**Excerpted data**
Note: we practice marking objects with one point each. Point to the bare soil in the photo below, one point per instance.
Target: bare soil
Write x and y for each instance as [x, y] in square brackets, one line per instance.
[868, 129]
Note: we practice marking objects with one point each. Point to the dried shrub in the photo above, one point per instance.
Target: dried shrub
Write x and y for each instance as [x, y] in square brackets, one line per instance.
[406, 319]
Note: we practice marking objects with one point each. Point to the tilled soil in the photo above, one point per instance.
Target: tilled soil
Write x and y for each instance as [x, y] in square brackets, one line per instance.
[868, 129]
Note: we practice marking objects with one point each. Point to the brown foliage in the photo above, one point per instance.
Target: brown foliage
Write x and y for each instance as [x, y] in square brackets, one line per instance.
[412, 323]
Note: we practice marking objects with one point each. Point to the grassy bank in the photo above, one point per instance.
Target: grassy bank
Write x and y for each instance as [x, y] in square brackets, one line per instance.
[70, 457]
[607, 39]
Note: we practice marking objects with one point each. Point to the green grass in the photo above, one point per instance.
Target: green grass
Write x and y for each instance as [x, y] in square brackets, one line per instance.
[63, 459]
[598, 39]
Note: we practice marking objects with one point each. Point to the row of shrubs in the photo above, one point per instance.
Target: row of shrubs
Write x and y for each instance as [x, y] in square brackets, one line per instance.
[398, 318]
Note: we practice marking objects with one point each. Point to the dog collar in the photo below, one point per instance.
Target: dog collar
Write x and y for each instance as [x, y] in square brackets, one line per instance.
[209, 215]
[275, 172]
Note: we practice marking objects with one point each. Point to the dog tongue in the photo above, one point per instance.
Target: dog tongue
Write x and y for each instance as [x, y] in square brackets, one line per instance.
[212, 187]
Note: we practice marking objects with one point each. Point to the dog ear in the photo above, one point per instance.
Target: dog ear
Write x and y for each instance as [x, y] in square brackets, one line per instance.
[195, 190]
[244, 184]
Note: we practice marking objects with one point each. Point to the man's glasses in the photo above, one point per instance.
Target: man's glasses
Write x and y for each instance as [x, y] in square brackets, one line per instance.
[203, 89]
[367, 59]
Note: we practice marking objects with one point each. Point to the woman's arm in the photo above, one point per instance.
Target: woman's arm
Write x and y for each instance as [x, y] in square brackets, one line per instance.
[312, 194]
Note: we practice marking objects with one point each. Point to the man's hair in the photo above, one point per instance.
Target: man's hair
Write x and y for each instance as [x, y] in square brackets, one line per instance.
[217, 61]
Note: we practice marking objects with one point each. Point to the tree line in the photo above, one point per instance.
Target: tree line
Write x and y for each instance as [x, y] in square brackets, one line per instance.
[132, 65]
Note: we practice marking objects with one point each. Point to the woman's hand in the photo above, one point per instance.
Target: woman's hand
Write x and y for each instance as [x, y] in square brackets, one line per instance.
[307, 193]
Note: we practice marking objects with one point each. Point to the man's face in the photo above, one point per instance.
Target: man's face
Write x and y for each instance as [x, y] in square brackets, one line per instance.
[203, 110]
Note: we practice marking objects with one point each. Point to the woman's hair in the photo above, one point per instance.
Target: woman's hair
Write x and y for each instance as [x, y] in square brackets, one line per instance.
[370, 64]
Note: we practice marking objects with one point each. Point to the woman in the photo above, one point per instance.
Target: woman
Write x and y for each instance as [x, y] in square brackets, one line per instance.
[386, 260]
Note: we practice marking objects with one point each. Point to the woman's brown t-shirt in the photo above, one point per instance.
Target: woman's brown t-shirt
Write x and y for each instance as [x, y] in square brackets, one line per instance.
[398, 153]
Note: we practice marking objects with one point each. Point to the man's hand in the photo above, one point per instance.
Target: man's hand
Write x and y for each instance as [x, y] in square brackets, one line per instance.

**Task prompt**
Give every line of the material again, exactly as it reads.

**Exercise solution**
Note: we practice marking objects with one point each. Point to the bare soil in the photo below, one point per instance.
Target: bare soil
Write x and y for each instance as [x, y] in square brackets, one line per instance.
[868, 129]
Note: we practice marking objects with one point each. Point to the dried shrub in the photo above, one point per instance.
Target: dried shrub
Write x and y for each instance as [x, y] in square brackets, one line per instance.
[406, 319]
Note: we practice marking objects with one point each. Point to the tilled soil in the photo above, one point per instance.
Target: tilled soil
Write x and y for each instance as [x, y] in square brackets, one line per instance.
[868, 129]
Note: we practice marking objects with one point each. Point to the brown foliage in the photo above, one point per instance.
Target: brown foliage
Write x and y for each instance as [x, y] in square brackets, one line per instance.
[412, 323]
Note: we practice marking objects with one point each. Point to the grassy bank in the photo above, one point per instance.
Target: grassy bank
Write x and y for each instance as [x, y] in square brackets, one line per instance.
[70, 457]
[607, 39]
Note: we practice marking objects with one point each. Point to the green grass in the photo above, one point per instance.
Target: green grass
Write x and y for each instance as [x, y] in square brackets, one line per instance.
[63, 459]
[598, 39]
Note: we practice marking objects with one point each. Point to the row of shrubs in the photo above, one point per instance.
Target: row of shrubs
Write x and y for each instance as [x, y] in square brackets, one line per instance.
[398, 318]
Note: we practice marking objects with one point each. Point to the dog collar in the photo below, one point per instance.
Target: dog collar
Write x and y for each instance as [x, y] in square brackets, one line per instance.
[209, 215]
[275, 172]
Note: we practice marking objects with one point each. Point to the dog tongue in the photo above, one point per instance.
Target: dog tongue
Write x and y for each instance as [x, y] in square brackets, one line per instance.
[212, 187]
Note: we practice marking objects with one point each. Point to the dog ear in the photo above, one point per instance.
Target: dog ear
Write x and y for each instance as [x, y] in square brackets, one line per instance.
[195, 190]
[244, 184]
Note: we practice marking objects with one point each. Point to the man's glasses in the photo above, one point per instance.
Target: man's glasses
Write x and y for each instance as [x, y] in square brackets, one line per instance.
[203, 89]
[367, 59]
Note: we practice marking objects with one point each. Point to the woman's arm in the photo above, one point per instance.
Target: woman's arm
Write x and y for each instance as [x, y] in square brackets, one line per instance.
[312, 194]
Note: we practice marking objects with one point each. Point to the man's hair in the photo above, one point per instance.
Target: man's hair
Write x and y for each instance as [x, y] in square brackets, one line per instance.
[217, 61]
Note: we practice marking objects with one point each. Point to the tree line in the photo above, one point per instance.
Target: tree line
Write x and y for each instance as [x, y] in square brackets, one line per instance.
[132, 65]
Note: we practice marking objects with one point each. Point to the woman's hand in the photo above, one point per instance.
Target: woman's hand
Write x and y for each instance as [x, y] in square brackets, one line per instance.
[307, 193]
Note: we practice marking objects with one point each. Point to the man's face in the photo above, one point per instance.
Target: man's face
Write x and y for each instance as [x, y] in square brackets, one line per instance.
[203, 110]
Note: we practice marking objects with one point each. Point to the woman's hair in the photo above, one point per instance.
Target: woman's hair
Write x and y for each instance as [x, y] in square brackets, one line per instance.
[370, 64]
Note: we practice marking objects with one point each. Point to the woman in the photo above, one point per instance.
Target: woman
Write x and y for each instance as [x, y] in square brackets, one line per instance.
[386, 260]
Note: we practice marking objects with one point each. Point to the woman's brown t-shirt in the photo above, one point per instance.
Target: woman's brown t-shirt
Write x and y for each instance as [x, y] in square brackets, one line per instance.
[398, 153]
Note: we practice marking objects with one point each. Point to the man's hand in the photo above, one point per instance.
Target: man's hand
Write x and y for each instance as [x, y] in square brackets, one line per instance.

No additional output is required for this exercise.